- **DOCUMENT SEGMENT**
--- start ---

RILM broadens indexing of Chinese dramatic genres

When RILM started out in the mid-1960s, our indexing naturally mirrored the publications that we were working with.

For example, relatively little was available in the West about non-Western dramatic genres, while far more publications discussed Western dramatic genres like opera. Accordingly, we developed several indexing headings for those Western genres—opera seria, oratorio, zarzuela, and so on—while only one headword, dramatic arts, served for all non-Western genres (as well as for publications about more than one or two Western genres).

In early 2000 RILM started to expand its collection to include a large amount of East Asian-language publications, especially those from China. Since then the need for more refined indexing terms for non-Western dramatic genres has grown.

--- end ---

- **PROBLEM DETAILS**
Retype the passage of the RILM indexing text that opens with the words containing "When RILM started" and closes with "two Western genres).".

- **EXTRACTED ENTRIES**

--- start ---

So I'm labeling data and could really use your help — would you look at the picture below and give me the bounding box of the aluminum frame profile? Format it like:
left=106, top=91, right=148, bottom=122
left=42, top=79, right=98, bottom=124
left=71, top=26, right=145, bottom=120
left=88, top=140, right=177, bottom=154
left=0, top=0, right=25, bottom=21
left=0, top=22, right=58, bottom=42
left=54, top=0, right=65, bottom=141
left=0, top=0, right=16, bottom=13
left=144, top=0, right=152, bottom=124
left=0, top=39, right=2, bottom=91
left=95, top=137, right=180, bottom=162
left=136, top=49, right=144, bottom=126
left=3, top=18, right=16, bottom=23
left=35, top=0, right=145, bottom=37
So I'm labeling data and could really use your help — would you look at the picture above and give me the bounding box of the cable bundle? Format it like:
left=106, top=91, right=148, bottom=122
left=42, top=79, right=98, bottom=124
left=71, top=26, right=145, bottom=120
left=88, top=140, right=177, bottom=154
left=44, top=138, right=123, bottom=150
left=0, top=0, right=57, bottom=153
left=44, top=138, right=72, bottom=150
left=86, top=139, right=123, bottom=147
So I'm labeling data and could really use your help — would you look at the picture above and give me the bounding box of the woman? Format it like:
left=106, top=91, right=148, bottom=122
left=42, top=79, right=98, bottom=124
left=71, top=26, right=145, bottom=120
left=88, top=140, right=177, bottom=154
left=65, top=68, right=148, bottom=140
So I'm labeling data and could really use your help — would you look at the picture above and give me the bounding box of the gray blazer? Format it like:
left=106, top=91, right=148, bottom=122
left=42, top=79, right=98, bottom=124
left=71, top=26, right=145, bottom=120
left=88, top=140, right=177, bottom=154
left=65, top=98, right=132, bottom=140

--- end ---
--- start ---

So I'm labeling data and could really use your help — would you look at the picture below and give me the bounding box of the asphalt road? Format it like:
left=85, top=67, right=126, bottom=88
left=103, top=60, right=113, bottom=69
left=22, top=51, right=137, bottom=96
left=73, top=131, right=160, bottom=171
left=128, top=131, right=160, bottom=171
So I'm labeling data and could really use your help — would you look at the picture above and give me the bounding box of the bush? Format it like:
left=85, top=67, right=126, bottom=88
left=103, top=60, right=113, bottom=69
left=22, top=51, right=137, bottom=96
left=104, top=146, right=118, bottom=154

--- end ---

- **SOLUTION TO THIS EXERCISE**
When RILM started out in the mid-1960s, our indexing naturally mirrored the publications that we were working with.

For example, relatively little was available in the West about non-Western dramatic genres, while far more publications discussed Western dramatic genres like opera. Accordingly, we developed several indexing headings for those Western genres—opera seria, oratorio, zarzuela, and so on—while only one headword, dramatic arts, served for all non-Western genres (as well as for publications about more than one or two Western genres).